• [The exercise]: Edit the rows from the beginning through the line containing "x=346, y=370": replace "toilet lid" with "toilet cover" and leave everything else as it is. Give back only those rows.

• [Exercise data]:
....

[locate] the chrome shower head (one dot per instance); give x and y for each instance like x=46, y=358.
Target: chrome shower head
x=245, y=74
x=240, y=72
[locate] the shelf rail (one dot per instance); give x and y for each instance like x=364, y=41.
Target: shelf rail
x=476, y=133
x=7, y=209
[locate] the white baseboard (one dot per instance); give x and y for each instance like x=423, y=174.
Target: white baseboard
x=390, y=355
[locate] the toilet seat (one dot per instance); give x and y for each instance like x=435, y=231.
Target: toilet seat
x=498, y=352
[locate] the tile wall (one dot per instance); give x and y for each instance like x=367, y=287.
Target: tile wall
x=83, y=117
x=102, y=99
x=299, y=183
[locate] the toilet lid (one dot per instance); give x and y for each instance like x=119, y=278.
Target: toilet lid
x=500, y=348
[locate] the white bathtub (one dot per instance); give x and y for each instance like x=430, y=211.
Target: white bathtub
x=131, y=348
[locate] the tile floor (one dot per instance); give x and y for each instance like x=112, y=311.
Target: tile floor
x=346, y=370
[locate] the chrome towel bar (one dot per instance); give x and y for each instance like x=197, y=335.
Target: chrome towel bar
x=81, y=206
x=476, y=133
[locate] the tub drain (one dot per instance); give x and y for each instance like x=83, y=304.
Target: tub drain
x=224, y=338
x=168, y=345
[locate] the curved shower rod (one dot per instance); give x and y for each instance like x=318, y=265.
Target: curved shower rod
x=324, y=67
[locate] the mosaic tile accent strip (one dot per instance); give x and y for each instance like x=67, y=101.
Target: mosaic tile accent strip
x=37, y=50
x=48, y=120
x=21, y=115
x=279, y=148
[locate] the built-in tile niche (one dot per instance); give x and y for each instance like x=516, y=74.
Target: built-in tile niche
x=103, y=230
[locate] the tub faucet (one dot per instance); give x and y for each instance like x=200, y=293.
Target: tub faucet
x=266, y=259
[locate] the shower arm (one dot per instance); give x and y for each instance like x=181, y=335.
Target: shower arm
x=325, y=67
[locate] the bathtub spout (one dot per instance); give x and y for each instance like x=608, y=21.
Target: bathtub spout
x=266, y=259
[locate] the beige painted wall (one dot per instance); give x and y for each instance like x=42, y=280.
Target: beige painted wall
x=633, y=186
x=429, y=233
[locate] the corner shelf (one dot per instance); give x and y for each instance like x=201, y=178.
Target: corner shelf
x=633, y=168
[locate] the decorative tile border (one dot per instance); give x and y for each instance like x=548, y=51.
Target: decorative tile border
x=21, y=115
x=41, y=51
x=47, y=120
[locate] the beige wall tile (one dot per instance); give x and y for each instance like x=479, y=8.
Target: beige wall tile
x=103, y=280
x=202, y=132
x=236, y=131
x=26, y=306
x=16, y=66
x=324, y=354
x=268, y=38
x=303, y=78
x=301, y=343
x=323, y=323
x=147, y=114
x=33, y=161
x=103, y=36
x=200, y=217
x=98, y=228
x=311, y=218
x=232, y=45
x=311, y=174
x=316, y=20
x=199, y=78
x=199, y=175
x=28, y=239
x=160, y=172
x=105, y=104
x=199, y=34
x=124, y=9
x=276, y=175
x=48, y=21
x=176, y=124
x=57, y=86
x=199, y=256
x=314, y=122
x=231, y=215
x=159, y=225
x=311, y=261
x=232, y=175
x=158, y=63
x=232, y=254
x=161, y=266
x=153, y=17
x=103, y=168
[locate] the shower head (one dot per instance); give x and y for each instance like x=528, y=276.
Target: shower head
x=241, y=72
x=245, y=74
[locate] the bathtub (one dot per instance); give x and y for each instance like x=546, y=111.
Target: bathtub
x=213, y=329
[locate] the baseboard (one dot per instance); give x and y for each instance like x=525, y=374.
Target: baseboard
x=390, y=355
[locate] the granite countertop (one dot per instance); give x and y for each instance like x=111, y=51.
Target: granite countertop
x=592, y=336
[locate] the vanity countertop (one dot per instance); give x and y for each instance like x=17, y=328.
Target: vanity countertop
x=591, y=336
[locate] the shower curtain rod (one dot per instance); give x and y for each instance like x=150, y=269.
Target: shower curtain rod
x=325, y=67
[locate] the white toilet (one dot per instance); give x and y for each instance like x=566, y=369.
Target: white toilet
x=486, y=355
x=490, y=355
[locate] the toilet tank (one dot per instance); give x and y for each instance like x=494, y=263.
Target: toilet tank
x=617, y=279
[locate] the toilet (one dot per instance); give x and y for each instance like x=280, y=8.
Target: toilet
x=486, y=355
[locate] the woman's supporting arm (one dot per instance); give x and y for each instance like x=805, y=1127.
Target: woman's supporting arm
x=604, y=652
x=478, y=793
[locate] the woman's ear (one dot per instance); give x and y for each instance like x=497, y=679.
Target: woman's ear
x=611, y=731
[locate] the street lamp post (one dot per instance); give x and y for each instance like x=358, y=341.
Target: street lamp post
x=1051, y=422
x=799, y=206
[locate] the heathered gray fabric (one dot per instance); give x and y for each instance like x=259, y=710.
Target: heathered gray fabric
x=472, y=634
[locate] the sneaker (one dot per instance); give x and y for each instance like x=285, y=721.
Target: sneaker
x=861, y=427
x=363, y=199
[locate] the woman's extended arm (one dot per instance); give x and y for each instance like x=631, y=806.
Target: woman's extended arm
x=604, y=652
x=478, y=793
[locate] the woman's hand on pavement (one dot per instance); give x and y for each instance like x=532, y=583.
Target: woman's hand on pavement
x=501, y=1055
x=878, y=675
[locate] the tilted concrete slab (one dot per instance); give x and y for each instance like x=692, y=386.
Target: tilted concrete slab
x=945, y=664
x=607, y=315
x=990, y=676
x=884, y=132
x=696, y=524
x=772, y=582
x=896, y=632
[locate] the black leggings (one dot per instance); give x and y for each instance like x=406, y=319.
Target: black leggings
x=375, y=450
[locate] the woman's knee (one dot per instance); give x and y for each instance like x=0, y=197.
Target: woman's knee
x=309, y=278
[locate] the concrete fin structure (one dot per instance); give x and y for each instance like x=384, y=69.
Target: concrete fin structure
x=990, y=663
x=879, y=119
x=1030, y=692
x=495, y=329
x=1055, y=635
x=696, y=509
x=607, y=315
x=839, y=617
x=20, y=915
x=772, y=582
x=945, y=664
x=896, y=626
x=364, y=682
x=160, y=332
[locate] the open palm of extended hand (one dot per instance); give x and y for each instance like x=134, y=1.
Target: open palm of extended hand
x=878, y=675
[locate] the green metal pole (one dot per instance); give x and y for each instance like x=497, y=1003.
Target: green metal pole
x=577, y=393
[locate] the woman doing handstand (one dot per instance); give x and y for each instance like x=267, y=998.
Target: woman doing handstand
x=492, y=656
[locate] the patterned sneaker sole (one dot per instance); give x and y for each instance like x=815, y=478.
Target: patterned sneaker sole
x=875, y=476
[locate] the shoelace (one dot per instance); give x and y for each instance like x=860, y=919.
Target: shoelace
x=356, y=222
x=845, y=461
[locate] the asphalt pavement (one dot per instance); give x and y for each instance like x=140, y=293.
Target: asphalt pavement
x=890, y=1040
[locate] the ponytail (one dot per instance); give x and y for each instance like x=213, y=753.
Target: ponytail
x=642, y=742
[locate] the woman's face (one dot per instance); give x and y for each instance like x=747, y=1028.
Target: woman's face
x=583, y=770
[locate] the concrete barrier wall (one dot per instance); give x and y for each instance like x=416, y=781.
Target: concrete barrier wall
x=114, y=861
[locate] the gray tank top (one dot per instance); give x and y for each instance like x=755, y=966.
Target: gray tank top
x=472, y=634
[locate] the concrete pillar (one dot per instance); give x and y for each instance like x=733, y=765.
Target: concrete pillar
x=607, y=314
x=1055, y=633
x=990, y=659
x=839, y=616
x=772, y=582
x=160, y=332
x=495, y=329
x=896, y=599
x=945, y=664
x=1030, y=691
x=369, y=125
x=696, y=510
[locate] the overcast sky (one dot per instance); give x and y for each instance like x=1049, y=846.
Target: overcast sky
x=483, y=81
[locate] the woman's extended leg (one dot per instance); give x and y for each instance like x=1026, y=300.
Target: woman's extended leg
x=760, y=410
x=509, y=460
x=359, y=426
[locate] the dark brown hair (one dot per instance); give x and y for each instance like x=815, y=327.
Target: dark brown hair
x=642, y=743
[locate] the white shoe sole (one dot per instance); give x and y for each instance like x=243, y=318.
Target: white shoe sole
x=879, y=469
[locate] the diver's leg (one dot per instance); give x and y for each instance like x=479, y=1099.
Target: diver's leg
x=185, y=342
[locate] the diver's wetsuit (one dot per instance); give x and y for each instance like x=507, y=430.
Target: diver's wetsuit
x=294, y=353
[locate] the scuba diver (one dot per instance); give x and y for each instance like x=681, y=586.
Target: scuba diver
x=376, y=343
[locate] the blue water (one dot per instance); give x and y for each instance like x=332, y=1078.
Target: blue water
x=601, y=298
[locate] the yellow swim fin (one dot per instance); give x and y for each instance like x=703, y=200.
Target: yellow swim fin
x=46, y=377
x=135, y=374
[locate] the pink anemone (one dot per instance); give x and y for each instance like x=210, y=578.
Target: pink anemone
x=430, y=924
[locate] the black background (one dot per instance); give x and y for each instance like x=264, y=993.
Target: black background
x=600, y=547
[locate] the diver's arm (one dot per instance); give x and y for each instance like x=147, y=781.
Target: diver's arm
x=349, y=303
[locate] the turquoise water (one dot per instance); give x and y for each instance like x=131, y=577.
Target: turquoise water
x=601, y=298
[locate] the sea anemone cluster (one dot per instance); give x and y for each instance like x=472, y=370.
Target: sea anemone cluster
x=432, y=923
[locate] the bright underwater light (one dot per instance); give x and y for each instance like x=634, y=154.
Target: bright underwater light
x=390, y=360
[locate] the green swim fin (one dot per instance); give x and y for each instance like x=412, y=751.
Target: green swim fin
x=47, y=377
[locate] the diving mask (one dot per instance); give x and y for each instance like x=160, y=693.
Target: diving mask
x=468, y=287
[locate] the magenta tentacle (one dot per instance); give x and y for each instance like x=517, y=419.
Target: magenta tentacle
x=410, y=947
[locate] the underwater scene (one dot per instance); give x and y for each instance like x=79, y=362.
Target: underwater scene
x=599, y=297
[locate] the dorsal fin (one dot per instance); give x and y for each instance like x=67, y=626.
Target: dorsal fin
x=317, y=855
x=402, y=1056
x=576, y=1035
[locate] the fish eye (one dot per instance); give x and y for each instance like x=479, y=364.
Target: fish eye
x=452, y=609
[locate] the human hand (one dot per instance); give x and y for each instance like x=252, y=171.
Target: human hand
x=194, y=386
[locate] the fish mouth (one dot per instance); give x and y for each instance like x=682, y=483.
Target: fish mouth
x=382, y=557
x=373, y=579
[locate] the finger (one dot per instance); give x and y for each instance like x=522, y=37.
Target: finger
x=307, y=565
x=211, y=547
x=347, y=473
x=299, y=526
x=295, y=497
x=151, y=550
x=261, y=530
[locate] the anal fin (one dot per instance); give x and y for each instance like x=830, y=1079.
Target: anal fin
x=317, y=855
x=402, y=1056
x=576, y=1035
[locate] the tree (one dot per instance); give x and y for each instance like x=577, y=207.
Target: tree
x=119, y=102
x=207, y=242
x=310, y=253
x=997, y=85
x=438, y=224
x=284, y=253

....

• [Solution to this task]:
[locate] the chrome shower head (one dot per instance); give x and y for each instance like x=46, y=358.
Target: chrome shower head
x=245, y=74
x=240, y=72
[locate] the shelf rail (one dot per instance); give x and y for each instance like x=364, y=41.
Target: shelf rail
x=476, y=133
x=7, y=209
[locate] the white baseboard (one dot per instance); give x and y for each instance like x=423, y=174.
Target: white baseboard
x=390, y=355
[locate] the toilet seat (one dot per instance); give x and y for each instance like x=435, y=231.
Target: toilet seat
x=498, y=352
[locate] the tile wall (one dot per instance); give x and y for each instance like x=367, y=287.
Target: tile wall
x=83, y=117
x=102, y=99
x=299, y=183
[locate] the toilet cover (one dot per instance); give x and y for each instance like x=119, y=278.
Target: toilet cover
x=500, y=348
[locate] the white bathtub (one dot per instance); give x and y for each instance like x=430, y=211.
Target: white bathtub
x=131, y=348
[locate] the tile floor (one dot per instance); give x and y for each instance like x=112, y=311.
Target: tile floor
x=346, y=370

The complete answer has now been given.